### Task details
Gather each line of the listing below that contains the string "dark". Matching is case-sensitive.

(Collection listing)
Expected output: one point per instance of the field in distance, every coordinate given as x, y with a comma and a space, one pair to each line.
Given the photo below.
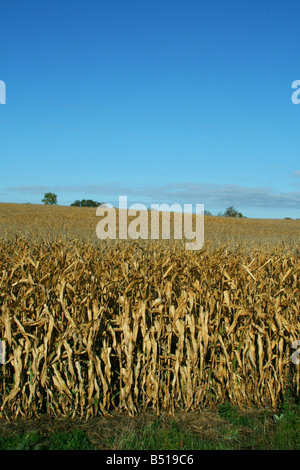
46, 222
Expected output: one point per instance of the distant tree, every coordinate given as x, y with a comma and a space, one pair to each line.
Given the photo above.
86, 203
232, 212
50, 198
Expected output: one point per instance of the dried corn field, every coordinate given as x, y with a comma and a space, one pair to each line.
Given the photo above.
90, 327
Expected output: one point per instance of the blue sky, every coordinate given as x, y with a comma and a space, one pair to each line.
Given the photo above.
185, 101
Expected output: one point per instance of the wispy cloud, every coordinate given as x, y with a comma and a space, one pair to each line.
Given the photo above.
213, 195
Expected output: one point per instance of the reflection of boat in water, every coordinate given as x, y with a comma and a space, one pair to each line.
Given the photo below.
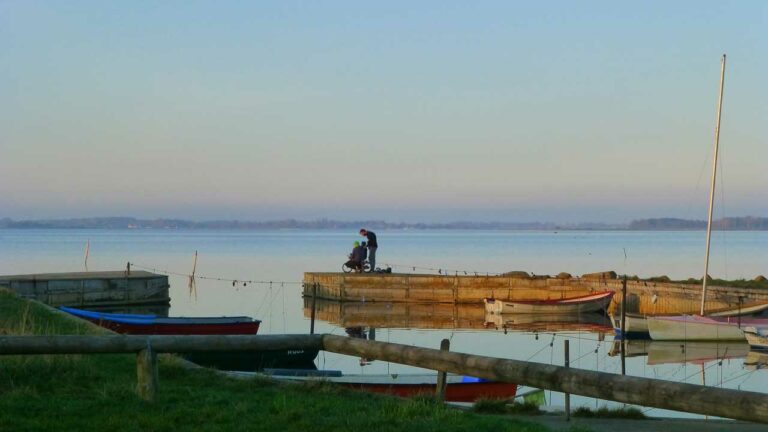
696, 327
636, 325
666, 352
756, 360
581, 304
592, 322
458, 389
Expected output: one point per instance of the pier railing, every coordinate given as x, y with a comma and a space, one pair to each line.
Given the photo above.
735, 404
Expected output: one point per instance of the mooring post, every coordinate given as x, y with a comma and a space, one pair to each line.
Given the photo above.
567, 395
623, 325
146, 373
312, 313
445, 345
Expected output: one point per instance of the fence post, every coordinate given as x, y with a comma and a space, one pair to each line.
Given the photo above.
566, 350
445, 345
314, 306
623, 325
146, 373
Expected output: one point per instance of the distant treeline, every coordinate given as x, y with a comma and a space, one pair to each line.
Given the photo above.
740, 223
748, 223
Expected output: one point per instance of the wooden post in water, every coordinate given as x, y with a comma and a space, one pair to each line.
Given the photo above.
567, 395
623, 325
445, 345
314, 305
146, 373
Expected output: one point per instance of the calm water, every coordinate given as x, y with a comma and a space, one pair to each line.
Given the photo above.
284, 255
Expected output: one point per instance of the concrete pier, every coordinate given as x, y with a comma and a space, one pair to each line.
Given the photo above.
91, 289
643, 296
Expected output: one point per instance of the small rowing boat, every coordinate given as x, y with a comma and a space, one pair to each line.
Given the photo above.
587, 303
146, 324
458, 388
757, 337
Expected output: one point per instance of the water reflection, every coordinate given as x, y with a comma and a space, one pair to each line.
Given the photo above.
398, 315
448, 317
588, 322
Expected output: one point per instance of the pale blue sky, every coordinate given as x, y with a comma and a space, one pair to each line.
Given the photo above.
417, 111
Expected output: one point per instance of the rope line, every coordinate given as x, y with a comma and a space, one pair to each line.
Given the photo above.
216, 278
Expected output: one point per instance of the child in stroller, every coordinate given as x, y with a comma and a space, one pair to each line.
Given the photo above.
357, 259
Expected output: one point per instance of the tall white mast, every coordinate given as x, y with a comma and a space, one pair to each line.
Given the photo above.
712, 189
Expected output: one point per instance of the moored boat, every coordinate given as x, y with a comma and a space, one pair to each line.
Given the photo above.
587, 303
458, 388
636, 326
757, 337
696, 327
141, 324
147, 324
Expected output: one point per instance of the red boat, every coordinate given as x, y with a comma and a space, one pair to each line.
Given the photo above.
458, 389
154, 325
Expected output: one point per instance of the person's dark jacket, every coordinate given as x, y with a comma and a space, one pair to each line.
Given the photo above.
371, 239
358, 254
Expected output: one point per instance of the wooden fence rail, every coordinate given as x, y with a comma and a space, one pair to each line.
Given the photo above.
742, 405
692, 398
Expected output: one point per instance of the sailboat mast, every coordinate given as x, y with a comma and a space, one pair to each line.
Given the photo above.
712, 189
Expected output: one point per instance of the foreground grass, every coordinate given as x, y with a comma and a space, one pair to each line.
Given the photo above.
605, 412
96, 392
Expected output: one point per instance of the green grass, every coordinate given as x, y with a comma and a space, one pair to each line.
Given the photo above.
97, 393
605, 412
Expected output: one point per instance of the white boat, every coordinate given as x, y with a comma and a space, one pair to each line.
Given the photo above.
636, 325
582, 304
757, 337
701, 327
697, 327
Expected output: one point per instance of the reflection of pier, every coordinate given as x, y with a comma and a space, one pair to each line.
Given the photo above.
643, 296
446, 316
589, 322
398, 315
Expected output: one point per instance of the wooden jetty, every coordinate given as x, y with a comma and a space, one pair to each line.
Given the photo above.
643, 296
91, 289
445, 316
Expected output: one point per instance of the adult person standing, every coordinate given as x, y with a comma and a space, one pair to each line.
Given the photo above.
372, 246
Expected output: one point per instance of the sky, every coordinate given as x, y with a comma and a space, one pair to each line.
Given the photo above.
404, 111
---
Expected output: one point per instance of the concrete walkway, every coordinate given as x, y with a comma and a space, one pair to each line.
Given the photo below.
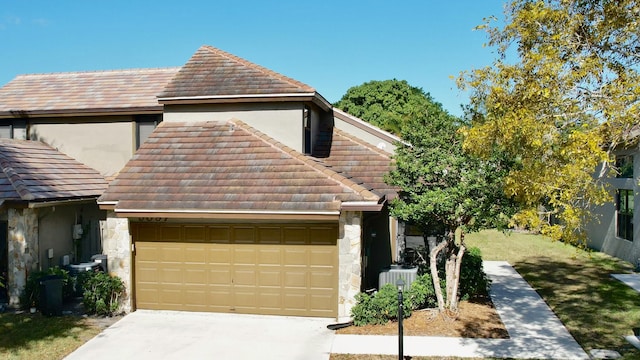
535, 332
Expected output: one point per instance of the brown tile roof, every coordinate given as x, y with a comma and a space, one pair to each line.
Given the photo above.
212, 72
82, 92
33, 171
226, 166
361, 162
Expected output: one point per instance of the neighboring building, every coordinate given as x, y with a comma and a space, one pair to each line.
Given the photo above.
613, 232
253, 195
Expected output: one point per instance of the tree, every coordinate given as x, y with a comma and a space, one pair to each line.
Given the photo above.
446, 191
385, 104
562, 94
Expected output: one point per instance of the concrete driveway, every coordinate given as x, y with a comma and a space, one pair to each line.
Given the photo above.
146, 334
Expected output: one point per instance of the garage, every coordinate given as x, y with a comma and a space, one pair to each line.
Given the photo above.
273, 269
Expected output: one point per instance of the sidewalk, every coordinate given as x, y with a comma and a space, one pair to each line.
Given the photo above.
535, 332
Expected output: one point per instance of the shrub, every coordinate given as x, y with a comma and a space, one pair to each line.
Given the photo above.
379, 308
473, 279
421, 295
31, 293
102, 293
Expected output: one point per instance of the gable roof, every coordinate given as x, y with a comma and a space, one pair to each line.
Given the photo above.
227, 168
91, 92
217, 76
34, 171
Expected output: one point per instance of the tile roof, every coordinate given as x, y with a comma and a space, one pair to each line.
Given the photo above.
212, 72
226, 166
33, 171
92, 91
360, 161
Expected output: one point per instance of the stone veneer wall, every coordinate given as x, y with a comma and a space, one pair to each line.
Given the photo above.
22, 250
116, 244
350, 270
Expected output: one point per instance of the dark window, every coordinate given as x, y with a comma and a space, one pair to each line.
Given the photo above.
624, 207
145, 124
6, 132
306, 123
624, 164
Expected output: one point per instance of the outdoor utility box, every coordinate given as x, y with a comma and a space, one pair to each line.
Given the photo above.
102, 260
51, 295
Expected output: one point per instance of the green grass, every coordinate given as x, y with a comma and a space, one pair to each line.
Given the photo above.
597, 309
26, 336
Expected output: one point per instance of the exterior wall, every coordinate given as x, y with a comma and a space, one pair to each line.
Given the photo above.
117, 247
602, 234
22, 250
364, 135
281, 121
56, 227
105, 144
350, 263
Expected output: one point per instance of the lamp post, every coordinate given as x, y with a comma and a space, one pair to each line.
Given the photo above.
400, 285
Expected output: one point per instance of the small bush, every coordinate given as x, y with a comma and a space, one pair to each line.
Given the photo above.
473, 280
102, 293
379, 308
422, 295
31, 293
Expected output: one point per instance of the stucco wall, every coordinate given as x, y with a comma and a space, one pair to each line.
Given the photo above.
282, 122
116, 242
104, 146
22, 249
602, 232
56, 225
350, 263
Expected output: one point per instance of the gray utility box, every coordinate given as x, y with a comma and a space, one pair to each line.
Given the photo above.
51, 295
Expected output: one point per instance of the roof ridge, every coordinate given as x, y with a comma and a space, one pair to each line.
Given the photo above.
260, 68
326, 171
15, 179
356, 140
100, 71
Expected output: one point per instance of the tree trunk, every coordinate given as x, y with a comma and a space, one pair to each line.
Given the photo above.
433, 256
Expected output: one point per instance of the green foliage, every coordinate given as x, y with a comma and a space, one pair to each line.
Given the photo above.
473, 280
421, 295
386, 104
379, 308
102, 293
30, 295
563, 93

### Answer to the problem
Expected output: one point per instance of the person's dark jacket, every coordinate given as x, y with a comma and a space, one pair to each line.
Expected output: one point per instance of the dark window, every coordinate given as x, y with a comma and a space, one pair to each line.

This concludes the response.